(Excerpts from a dataset)

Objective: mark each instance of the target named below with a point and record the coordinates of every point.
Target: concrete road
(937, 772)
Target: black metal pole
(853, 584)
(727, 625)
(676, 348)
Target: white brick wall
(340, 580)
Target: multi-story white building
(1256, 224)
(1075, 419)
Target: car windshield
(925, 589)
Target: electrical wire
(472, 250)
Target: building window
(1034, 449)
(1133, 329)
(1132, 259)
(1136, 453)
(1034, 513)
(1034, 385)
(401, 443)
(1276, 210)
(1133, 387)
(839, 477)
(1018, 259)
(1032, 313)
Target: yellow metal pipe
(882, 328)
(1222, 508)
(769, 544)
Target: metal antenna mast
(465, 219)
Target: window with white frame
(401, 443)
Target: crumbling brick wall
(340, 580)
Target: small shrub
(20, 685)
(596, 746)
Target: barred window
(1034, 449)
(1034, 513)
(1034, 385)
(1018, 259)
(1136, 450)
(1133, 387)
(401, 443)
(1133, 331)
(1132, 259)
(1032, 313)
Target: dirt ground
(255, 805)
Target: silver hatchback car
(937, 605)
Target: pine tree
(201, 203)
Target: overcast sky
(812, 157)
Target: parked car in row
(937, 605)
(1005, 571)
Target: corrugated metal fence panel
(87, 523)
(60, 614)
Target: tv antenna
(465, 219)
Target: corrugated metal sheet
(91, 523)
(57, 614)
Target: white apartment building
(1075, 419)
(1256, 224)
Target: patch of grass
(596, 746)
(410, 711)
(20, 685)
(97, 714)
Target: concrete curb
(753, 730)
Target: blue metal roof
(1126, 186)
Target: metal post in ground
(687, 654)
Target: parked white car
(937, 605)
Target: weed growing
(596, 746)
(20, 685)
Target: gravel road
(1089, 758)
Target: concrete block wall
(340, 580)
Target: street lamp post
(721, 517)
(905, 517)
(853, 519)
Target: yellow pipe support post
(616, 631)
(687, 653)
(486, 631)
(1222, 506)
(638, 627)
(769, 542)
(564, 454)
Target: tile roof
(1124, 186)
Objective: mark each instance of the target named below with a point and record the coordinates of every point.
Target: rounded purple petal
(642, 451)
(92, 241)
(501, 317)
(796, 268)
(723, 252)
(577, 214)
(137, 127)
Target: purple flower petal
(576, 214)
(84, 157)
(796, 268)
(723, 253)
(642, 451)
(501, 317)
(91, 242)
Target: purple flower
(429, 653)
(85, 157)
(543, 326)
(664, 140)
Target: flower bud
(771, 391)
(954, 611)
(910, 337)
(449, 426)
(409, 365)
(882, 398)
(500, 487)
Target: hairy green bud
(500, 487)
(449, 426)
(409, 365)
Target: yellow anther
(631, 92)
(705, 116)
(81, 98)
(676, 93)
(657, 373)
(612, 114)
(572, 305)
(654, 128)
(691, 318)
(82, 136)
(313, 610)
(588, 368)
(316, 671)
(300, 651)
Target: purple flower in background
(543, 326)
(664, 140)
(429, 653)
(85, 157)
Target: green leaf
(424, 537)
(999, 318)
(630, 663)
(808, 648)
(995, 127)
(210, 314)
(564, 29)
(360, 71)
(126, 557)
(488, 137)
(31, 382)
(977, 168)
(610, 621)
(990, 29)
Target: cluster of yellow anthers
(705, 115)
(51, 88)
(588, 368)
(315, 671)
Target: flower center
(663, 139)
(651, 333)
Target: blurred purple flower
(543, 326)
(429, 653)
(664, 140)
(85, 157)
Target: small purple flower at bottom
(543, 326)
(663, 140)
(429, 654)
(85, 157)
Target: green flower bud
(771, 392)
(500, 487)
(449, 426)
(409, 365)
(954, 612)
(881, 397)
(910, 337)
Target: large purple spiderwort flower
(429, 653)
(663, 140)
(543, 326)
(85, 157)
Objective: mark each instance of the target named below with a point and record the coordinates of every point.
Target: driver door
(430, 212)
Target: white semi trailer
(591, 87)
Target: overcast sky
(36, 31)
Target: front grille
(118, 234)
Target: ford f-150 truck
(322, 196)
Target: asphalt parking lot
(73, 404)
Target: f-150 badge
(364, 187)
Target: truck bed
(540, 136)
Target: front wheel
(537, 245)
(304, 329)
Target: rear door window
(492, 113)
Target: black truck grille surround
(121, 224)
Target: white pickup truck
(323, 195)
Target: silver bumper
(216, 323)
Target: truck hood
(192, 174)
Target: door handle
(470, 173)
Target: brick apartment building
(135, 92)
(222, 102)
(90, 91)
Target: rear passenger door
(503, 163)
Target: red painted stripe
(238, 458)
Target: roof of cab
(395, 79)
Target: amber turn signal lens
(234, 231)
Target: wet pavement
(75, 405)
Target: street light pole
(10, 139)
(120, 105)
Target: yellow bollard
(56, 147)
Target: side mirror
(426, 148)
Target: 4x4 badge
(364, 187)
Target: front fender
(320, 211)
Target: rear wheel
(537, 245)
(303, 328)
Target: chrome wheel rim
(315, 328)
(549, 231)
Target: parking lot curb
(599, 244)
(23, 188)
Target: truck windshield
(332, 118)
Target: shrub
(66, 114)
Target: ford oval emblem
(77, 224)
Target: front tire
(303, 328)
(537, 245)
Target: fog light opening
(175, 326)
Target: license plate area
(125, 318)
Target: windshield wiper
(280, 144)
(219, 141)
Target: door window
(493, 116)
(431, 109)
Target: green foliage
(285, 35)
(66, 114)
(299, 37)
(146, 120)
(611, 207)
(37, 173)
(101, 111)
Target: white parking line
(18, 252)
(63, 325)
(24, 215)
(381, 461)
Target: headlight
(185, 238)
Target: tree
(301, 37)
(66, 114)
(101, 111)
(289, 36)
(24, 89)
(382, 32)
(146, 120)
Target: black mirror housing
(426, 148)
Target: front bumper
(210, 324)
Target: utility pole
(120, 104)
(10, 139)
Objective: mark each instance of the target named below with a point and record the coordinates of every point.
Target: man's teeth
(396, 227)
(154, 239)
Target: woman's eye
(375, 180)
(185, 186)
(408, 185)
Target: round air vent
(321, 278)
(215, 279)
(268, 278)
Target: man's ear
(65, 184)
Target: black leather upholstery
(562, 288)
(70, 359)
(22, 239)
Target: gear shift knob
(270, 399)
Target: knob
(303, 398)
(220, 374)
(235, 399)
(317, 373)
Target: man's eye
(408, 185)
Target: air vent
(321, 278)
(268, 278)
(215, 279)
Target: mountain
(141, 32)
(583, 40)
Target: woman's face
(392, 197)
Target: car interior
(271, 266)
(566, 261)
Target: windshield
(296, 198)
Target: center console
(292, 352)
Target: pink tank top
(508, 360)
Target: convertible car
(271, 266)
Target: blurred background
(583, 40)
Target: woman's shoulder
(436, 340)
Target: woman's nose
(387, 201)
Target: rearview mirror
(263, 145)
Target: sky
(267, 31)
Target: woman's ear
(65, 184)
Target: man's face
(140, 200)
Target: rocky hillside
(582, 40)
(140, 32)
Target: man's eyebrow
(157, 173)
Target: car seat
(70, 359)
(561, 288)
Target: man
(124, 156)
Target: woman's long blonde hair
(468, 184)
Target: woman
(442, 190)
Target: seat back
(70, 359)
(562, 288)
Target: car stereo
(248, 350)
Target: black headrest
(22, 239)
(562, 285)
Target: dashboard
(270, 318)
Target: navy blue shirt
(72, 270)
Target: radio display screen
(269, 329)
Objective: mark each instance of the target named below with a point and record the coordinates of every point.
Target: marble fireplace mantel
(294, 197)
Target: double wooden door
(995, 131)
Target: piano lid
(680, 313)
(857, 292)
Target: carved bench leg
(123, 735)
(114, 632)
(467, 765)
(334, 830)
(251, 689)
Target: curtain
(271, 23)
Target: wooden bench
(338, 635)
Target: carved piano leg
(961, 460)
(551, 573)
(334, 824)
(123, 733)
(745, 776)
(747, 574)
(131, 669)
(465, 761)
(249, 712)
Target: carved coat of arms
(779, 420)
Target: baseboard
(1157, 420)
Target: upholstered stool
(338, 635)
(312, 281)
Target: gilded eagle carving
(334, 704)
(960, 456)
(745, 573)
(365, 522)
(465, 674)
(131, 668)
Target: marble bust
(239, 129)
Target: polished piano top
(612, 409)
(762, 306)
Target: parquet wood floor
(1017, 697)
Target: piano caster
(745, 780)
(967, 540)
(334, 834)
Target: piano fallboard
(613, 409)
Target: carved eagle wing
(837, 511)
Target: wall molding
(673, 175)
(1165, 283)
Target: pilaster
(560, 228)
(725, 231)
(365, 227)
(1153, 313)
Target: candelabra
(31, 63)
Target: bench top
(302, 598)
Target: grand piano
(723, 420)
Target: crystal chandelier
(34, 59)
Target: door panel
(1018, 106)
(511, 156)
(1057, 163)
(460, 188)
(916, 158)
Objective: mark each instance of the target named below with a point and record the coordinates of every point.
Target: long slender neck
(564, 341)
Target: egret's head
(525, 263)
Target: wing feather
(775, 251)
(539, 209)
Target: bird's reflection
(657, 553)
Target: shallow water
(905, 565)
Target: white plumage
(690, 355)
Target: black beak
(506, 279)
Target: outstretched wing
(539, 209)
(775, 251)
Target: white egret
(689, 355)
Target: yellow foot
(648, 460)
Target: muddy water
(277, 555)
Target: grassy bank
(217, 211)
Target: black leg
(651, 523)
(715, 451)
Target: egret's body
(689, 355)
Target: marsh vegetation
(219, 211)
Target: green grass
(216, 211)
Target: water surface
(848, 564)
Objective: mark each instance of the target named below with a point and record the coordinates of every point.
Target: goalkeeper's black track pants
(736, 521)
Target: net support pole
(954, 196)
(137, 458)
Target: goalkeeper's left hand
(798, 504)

• [Aim of the exercise] Only the lines from the one containing "Target: egret's body" through the end of the data above are wanted, both ends included; restate them word for word.

• [Reply to the exercise]
Target: egret's body
(689, 355)
Target: marsh vegetation
(219, 211)
Target: green grass
(216, 211)
Target: water surface
(848, 564)
Objective: mark each instance of the target named below with a point and record the coordinates of every point.
Target: goalkeeper's black track pants
(736, 521)
Target: net support pole
(954, 196)
(137, 458)
Target: goalkeeper's left hand
(798, 504)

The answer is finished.